**ASSIGNED TASK**
Starting at the line with "of the short", set down each line of the entries below through the last one, exactly as it stands.
*** GIVEN ENTRIES
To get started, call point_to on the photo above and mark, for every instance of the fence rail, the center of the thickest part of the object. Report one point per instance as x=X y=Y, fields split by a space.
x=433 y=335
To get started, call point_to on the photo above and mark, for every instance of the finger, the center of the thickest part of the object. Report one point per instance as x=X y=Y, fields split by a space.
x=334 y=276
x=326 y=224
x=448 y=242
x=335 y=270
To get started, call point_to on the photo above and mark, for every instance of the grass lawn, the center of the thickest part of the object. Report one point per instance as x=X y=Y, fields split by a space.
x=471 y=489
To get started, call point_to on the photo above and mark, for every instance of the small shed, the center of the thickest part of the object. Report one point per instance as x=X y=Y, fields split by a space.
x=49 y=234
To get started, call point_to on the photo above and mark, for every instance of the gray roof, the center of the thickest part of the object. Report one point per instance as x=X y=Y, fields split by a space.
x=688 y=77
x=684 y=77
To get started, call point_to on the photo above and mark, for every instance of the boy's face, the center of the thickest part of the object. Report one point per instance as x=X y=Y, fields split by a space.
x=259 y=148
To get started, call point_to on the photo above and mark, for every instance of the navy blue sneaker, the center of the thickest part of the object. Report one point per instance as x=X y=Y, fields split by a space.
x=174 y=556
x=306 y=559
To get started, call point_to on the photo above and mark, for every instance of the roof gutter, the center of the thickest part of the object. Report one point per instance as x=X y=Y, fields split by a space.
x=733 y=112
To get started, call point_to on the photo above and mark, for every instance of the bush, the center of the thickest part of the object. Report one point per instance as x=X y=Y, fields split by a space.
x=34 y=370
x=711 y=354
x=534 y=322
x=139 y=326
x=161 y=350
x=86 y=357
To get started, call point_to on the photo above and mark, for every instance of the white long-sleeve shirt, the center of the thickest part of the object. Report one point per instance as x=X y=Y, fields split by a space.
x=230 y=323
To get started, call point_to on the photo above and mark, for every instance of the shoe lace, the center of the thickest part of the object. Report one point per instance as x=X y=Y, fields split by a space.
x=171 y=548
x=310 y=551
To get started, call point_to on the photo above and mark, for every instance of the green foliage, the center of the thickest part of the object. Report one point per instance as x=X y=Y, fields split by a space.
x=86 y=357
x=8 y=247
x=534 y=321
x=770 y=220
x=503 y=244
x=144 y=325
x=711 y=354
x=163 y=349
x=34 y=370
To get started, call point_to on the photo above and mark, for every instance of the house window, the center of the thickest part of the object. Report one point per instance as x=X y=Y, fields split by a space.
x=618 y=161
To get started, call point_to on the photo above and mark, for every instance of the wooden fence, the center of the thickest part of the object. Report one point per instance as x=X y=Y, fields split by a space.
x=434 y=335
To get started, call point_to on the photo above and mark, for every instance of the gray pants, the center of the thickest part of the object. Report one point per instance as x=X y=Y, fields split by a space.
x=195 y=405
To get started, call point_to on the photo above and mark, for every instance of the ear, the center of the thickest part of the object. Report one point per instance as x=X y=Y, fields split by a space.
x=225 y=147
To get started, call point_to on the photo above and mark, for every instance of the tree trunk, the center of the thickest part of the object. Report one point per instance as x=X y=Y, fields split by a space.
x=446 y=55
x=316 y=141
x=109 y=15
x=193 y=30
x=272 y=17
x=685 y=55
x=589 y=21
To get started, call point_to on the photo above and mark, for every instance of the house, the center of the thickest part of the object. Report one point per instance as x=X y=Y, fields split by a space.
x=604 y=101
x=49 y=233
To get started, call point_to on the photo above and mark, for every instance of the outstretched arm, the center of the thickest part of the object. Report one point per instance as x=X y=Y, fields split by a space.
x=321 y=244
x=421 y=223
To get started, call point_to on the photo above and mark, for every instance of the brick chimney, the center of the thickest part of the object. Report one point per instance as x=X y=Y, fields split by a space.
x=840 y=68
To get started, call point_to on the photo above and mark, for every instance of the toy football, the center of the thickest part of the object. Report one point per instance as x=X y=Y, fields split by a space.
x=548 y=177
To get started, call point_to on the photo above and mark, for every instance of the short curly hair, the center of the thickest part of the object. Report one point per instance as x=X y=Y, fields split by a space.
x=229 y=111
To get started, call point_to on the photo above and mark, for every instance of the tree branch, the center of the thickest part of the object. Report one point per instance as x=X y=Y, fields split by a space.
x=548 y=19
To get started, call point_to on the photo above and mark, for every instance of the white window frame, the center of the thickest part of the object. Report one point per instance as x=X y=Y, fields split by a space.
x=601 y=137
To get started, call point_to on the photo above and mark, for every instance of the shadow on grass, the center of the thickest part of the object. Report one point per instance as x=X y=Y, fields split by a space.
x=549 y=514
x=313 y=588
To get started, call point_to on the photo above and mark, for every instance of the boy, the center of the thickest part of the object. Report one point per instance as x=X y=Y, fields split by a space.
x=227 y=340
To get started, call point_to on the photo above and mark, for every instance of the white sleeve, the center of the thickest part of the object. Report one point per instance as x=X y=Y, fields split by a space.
******
**ANSWER SECTION**
To get started, call point_to on the photo above and mark, for every instance of the short curly hair, the center of the thickest part of the object. Report one point per instance as x=X y=Y, fields split by a space.
x=229 y=111
To get started, call point_to on the photo above and mark, for every instance of the tree branch, the center of the thickest part of the object. Report one point per instance as x=X y=Y, fields split by a space.
x=548 y=19
To get started, call point_to on the photo above and mark, for every instance of the white window frame, the center of the thickest part of the object. Report one point per instance as x=X y=Y, fields split by a space.
x=601 y=137
To get started, call point_to on the photo above and mark, for every instance of the shadow on grass, the center of the thickest part of the object. Report one point per instance as x=X y=Y, fields split by a space.
x=549 y=514
x=313 y=588
To get started, call point_to on the photo above and mark, for every instance of the boy, the center of the thickest part of the object. Report one point per instance as x=X y=Y, fields split by a space.
x=227 y=340
To get started, call point_to on the photo above and mark, for every instance of the white sleeve, the center of the thickest part of the object. Report one point per instance as x=X y=Y, fields split by a space.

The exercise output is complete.